[START PASSAGE]

Skel may be run using either command-line sub-commands or by using its minimal, but hopefully helpful, interactive mode.

• To start the interactive project generator, run the skel command with no arguments:

  skel
  

• To list the targets and options for the skel command, add the -h flag:

  skel -h
  

• To get help for a particular target:

  skel <target> -h
  

In addition to the numerous generation targets, there are the following utility targets:

• help: display the help text
• version: display the current, and most recent skel build versions
• completion: generate the BASH completion script for skel

Generic Microservice

• Contains: {wazinnit}
• Root dir: ./{serviceName}/
• Command: generate-app
• Menu: Generate Archetype | Generic Microservice

A generic MSX app skeleton that contains various bony bits ...

Probes (Beats)

Probes enable the collection of operational data from remote systems on a per-device basis.

• To generate an operational data collector:

  skel
  

  ? Generate archetype: Beat
  ? Project Parent Directory: /Users/mcrawfo2/msx/demos
  ? Version: 5.0.0
  ? Protocol: arp
  ? Build notifications slack channel: go-msx-build
  ? Primary branch name: main
  

For more details about creating and implementing probes, please see the Writing a New Beat tutorial.

[END PASSAGE]
[START SUPPLIED MATERIAL]

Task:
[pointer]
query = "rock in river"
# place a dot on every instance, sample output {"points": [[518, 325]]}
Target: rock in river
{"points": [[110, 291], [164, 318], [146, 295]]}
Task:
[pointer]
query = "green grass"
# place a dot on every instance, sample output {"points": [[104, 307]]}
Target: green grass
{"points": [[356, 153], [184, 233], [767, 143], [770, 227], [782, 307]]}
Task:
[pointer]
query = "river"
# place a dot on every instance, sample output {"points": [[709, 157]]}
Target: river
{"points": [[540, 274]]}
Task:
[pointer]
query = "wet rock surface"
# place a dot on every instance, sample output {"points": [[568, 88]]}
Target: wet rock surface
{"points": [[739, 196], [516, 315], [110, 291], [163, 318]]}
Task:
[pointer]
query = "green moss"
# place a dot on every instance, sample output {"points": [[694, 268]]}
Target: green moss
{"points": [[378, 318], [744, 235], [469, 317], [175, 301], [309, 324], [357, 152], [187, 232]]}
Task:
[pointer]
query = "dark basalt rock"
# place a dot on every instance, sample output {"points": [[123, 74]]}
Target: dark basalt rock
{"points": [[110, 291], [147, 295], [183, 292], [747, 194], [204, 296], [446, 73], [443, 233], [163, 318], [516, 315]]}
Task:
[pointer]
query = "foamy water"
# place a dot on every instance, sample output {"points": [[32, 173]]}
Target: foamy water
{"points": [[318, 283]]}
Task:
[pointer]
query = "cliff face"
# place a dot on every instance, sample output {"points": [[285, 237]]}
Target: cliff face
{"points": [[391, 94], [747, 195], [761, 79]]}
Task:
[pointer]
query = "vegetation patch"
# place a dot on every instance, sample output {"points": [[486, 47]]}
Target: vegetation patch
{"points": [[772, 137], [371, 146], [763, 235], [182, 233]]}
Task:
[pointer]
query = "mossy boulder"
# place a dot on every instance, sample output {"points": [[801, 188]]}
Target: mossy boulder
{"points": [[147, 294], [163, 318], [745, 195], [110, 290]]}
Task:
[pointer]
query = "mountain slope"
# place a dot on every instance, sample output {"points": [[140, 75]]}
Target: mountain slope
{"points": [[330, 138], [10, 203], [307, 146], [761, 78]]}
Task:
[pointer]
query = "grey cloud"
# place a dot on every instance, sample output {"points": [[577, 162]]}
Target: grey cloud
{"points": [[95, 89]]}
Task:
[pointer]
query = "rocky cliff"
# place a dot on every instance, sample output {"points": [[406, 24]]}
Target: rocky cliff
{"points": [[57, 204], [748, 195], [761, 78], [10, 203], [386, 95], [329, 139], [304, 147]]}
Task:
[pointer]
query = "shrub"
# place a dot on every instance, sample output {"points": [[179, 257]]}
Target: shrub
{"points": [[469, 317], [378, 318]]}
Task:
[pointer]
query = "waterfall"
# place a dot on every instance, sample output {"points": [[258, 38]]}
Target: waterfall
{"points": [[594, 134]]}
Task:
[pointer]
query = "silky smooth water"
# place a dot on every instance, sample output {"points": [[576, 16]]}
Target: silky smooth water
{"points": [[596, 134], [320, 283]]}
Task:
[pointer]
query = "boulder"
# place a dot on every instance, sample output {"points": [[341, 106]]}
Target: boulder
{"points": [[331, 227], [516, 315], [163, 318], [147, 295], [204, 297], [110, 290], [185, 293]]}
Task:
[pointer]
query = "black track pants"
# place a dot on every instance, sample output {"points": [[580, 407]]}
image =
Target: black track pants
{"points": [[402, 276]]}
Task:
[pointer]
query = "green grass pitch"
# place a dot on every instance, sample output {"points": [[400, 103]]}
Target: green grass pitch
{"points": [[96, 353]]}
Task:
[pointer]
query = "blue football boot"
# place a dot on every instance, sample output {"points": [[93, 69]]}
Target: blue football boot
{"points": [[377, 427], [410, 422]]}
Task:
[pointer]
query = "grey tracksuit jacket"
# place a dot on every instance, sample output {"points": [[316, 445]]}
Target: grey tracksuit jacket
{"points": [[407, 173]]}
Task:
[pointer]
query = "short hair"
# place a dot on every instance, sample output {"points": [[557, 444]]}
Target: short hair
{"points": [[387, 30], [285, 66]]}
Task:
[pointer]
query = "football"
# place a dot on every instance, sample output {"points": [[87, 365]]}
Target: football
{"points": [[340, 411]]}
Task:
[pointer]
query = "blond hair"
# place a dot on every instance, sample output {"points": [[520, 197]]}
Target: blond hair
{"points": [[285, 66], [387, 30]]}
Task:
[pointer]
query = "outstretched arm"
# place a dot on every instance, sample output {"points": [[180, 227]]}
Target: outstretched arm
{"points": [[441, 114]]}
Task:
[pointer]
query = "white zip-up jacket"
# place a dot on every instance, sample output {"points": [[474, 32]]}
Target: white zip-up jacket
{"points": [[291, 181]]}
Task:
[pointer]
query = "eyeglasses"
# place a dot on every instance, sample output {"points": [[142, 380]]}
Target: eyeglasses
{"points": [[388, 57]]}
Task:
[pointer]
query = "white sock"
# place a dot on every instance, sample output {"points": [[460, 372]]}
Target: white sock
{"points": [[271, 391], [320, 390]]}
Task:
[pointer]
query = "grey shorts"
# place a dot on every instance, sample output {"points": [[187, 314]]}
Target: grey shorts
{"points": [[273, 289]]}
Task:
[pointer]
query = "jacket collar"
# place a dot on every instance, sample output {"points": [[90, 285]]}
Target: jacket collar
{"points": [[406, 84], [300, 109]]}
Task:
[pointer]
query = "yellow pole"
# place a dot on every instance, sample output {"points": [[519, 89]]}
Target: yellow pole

[END SUPPLIED MATERIAL]

- SET EXERCISE
In the skel usage notes, what does the completion utility target generate?

- REPLY
The BASH completion script for skel.